> Provided information
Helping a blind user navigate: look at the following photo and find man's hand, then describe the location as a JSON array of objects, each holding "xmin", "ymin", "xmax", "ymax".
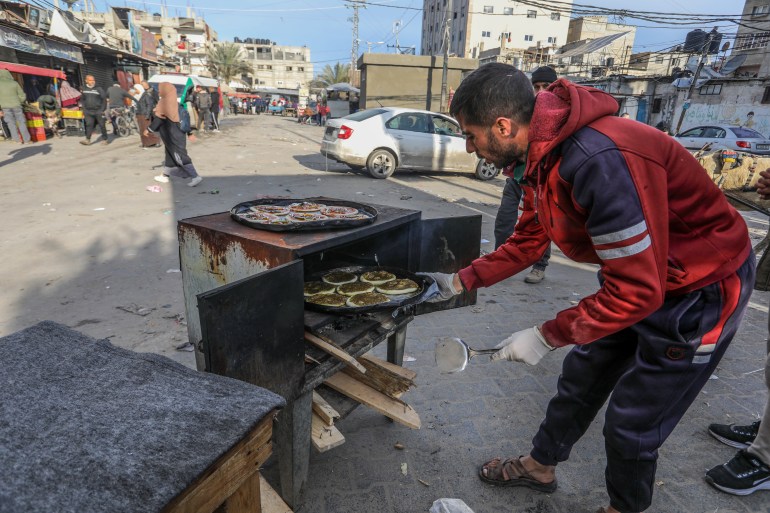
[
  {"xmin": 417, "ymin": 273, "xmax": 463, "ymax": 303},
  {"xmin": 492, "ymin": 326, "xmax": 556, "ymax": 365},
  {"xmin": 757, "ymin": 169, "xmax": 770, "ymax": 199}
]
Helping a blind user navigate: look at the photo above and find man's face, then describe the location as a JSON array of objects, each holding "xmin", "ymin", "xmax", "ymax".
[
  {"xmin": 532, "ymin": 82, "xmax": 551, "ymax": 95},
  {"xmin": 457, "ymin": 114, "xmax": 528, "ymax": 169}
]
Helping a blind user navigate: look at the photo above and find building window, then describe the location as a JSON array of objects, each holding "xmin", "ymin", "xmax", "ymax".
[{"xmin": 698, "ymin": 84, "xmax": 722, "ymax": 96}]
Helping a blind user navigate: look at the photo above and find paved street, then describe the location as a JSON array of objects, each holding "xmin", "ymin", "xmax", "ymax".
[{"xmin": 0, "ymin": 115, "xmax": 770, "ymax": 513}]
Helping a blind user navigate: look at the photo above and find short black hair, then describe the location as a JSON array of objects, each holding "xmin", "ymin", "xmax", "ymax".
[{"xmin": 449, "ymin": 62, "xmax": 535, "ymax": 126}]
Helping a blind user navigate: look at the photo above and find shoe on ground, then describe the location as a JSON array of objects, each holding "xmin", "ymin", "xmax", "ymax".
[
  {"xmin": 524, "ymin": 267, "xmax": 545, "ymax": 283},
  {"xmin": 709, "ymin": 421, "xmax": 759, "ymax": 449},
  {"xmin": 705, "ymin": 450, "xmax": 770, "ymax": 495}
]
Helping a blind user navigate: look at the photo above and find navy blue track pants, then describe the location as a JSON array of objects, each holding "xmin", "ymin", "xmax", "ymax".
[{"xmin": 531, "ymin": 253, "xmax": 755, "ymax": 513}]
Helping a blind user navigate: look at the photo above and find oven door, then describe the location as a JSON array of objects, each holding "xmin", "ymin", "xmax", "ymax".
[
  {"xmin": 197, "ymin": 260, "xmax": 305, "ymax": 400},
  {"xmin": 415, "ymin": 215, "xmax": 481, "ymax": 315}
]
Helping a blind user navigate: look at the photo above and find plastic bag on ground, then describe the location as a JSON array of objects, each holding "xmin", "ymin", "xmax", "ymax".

> Set exercise
Report each line of the rows above that contains the string "ground", matching case exactly.

> Answer for this exercise
Helping a blind user navigate: look at the photo above and find shoe on ground, then describe the location as a JSON array of objects, each holding "xmin", "ymin", "xmax", "ymax".
Helping a blind user navigate: look at the photo above and find plastic bag on ground, then describe the location as a JSON array of objects, each holding "xmin", "ymin", "xmax", "ymax".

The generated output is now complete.